• [What you will do] Set down, word for word, the part of the text on screen time and social anxiety that begins at the words "To continue, other" and stops after the words "or its symptoms.".

• [Text]
※
While excessive screentime in general plays a part in the start of social anxiety it also has to do with exactly what children and adolescents are engaging in during their screen time.  For younger children it is more likely that their screen time is based on watching things such as movies and videos and playing mobile games because being that they are younger they wouldn’t understand much about social media and information dispersed throughout the internet how teens would. On the other hand, adolescents screen time is more based on the main thing that has a hold on them these days; social media as well as different things seen on the internet in general.  Now more specifically when it comes to adolescents’ continuous access to social media makes it easy to compare themselves with others pointing out one’s own flaws, gravitate towards the feelings of loneliness seeing friends and acquaintances having fun together, and the feeling to keep up with/ compete with what others are doing, overall making one feel they are missing out or just do not fit in. These few things exemplify where a sense of shortcoming may come in, which may increase one’s social anxiety and make them want to stay to themselves.

There are many things that contribute to the initiation and effects of social anxiety however, on the bright side there are some effective treatment methods to help those like children and adolescents who suffer from a social anxiety disorder. Lauren Lewis includes some good takeaways regarding the different techniques to try to suppress the feelings of social anxiety. CBT (cognitive- behavioral therapy) is the practice of mood tracking or charting. The mobile platform is used primarily due to its ubiquity, and the convenience and privacy it provides when compared to traditional methods of diary-keeping (Lewis 2). There is also MBT (Mindfulness- based therapy), an alternate, and often complementary, method of stress reduction and is predicated on the practice of paying attention in a particular way on purpose, in the present moment, and non-judgmentally. The results of a meta-analytic review on the efficacy of mindfulness-based therapy suggest that it is a promising intervention for treating anxiety and mood problems in clinical populations. Effect size estimates suggest that mindfulness-based  herapy was moderately effective for improving anxiety. (Lewis 3).

To continue, other ways that could help children and adolescents that suffer from social anxiety is for one’s guardian to implement different tactics to help their young child or teen.  Things such as having their child participate in other activities that have to do with socializing with others and getting away from a screen, communicate with them about how much screen time they are indulging in and if any feelings of anxiety or other things are coming about, and try to set an example by watching how much time they are partaking in using their phone. This could give more opportunity to interact with social situations giving a possible less chance of a child or teen experiencing social anxiety or its symptoms.

Overall, screentime can have a huge effect on those dealing with social anxiety. There are different factors on those effects regarding younger children versus adolescents. While one big impact may be the access to technology there is enough things that could contribute to treating one suffering from such.
※
• [Recorded data]
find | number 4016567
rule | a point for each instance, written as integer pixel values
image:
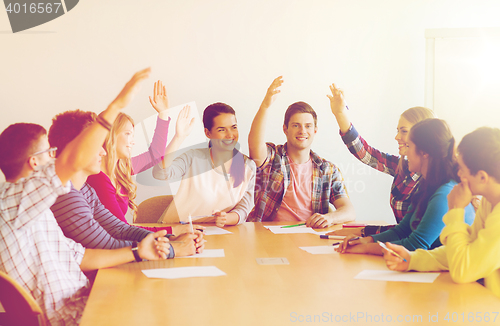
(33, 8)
※
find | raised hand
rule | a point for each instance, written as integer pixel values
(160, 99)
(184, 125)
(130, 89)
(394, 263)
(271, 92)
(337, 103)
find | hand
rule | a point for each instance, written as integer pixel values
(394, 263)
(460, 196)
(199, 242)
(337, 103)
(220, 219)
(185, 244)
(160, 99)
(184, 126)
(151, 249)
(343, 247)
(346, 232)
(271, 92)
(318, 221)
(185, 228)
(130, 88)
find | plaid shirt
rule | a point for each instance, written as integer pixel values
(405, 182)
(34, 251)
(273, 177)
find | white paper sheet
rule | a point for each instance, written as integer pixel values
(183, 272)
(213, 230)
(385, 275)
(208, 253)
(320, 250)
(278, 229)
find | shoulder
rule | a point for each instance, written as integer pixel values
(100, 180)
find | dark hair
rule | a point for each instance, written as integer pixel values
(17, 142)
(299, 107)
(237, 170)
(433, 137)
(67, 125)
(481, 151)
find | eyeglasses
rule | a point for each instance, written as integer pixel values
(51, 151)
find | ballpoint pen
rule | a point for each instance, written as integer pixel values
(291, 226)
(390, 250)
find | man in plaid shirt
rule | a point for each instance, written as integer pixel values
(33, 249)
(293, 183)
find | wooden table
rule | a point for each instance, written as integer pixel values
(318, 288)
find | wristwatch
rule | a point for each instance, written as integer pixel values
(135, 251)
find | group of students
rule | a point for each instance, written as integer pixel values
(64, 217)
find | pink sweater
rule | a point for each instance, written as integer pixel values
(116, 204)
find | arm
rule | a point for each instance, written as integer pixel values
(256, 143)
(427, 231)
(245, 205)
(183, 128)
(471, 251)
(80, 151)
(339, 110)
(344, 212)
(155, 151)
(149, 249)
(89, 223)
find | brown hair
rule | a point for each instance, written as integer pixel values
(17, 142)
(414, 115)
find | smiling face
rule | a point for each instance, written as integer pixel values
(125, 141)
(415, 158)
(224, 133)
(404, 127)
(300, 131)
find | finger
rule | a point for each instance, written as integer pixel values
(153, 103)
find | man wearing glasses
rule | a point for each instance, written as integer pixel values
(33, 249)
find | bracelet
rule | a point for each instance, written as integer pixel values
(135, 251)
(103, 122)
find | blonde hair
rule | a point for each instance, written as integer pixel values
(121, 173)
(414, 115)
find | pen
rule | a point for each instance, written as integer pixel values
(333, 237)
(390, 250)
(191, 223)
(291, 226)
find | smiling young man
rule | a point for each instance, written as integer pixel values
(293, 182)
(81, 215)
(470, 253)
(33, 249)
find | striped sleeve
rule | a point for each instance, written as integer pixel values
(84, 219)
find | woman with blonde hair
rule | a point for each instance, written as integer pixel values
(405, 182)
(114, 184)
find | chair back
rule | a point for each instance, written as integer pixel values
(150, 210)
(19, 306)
※
• [Your response]
To continue, other ways that could help children and adolescents that suffer from social anxiety is for one’s guardian to implement different tactics to help their young child or teen.  Things such as having their child participate in other activities that have to do with socializing with others and getting away from a screen, communicate with them about how much screen time they are indulging in and if any feelings of anxiety or other things are coming about, and try to set an example by watching how much time they are partaking in using their phone. This could give more opportunity to interact with social situations giving a possible less chance of a child or teen experiencing social anxiety or its symptoms.